**What the task requires**
From first line to last, copy the material below exactly.

%%

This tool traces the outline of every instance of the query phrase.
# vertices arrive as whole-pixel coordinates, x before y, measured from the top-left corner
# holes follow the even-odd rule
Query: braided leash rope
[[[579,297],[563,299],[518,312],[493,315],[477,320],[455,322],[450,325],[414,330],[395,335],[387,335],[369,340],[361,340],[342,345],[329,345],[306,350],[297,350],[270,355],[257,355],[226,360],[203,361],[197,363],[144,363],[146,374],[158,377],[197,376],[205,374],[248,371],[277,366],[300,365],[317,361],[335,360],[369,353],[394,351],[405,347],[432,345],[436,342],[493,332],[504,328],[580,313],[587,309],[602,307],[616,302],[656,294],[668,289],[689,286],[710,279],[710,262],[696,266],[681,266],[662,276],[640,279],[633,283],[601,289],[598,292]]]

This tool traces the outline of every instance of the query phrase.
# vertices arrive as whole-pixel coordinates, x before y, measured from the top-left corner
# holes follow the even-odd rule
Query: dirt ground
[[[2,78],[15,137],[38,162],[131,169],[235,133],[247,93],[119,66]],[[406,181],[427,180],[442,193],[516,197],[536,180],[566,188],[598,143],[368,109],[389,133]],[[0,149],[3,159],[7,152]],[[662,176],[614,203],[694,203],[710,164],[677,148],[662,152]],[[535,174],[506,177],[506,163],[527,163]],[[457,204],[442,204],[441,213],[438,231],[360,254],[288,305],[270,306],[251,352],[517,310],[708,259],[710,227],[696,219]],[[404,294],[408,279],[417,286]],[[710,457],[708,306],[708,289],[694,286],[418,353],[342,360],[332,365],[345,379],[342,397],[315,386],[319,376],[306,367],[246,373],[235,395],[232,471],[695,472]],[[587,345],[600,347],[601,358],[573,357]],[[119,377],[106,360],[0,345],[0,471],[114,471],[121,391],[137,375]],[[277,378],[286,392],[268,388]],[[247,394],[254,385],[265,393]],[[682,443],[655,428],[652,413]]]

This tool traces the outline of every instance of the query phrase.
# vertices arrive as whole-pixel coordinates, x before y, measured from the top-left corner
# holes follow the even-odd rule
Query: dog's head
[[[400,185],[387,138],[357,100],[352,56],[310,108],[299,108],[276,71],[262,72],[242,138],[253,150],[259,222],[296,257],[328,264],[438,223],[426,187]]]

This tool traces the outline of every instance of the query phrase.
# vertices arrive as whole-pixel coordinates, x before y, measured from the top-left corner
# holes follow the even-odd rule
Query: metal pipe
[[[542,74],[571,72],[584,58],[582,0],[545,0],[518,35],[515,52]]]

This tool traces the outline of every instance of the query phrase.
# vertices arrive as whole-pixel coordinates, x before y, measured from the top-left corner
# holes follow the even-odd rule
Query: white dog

%%

**Solution**
This tool traces the outline of every instance of the query phrase.
# vertices arrive as whole-pixel coordinates, x before y, measured from the top-left corner
# holes follow the even-odd rule
Query: braided leash rope
[[[579,297],[563,299],[518,312],[493,315],[477,320],[455,322],[450,325],[414,330],[395,335],[387,335],[369,340],[361,340],[342,345],[329,345],[306,350],[297,350],[270,355],[257,355],[226,360],[203,361],[197,363],[144,363],[146,374],[158,377],[197,376],[205,374],[248,371],[277,366],[300,365],[317,361],[335,360],[369,353],[394,351],[405,347],[432,345],[436,342],[493,332],[504,328],[580,313],[587,309],[602,307],[616,302],[656,294],[668,289],[689,286],[710,279],[710,262],[696,266],[681,266],[662,276],[640,279],[633,283],[601,289],[598,292]]]

This tool traces the outline of every instance of the query phrase.
# vertices arrive as whole-pixel coordinates, x before y, measured from the top-left corner
# holes follow the even-odd rule
Query: dirt ground
[[[2,78],[15,137],[38,162],[131,169],[235,133],[247,93],[119,66]],[[406,181],[427,180],[442,193],[516,197],[536,180],[566,188],[598,143],[368,109],[389,133]],[[0,149],[3,159],[7,152]],[[662,176],[614,203],[694,203],[710,164],[677,148],[662,152]],[[535,174],[506,177],[506,163],[527,163]],[[457,204],[442,204],[441,213],[438,231],[360,254],[288,305],[270,306],[251,352],[517,310],[708,259],[710,227],[696,219]],[[404,294],[408,279],[417,286]],[[710,457],[708,306],[708,289],[694,286],[418,353],[342,360],[332,365],[345,379],[342,397],[315,386],[319,376],[306,367],[246,373],[235,395],[232,471],[695,472]],[[587,345],[600,347],[601,358],[573,357]],[[119,377],[106,360],[0,345],[0,471],[114,471],[121,391],[137,375]],[[277,378],[286,392],[268,388]],[[247,394],[254,385],[265,393]],[[682,443],[655,428],[652,413]]]

This tool traces the outline of every instance of the query phrase.
# vertices arrive as whole-pixel coordinates, x before y, measured from the top-left corner
# holes follow the even-odd rule
Query: dog's head
[[[400,185],[387,138],[357,100],[352,56],[310,108],[299,108],[276,71],[262,72],[242,138],[253,150],[259,222],[296,257],[328,264],[438,223],[426,187]]]

This tool traces the outline of every instance of the query phrase.
# vertices arrive as whole-pixel coordinates, x before y, measured from the top-left corner
# holes follow the even-odd rule
Query: metal pipe
[[[542,74],[571,72],[584,58],[582,0],[545,0],[518,35],[515,52]]]

This tool traces the outline of every instance of the query phrase.
# vertices arrive as whole-pixel coordinates, x before y, measured from the top-left corner
# holes follow the even-odd rule
Query: white dog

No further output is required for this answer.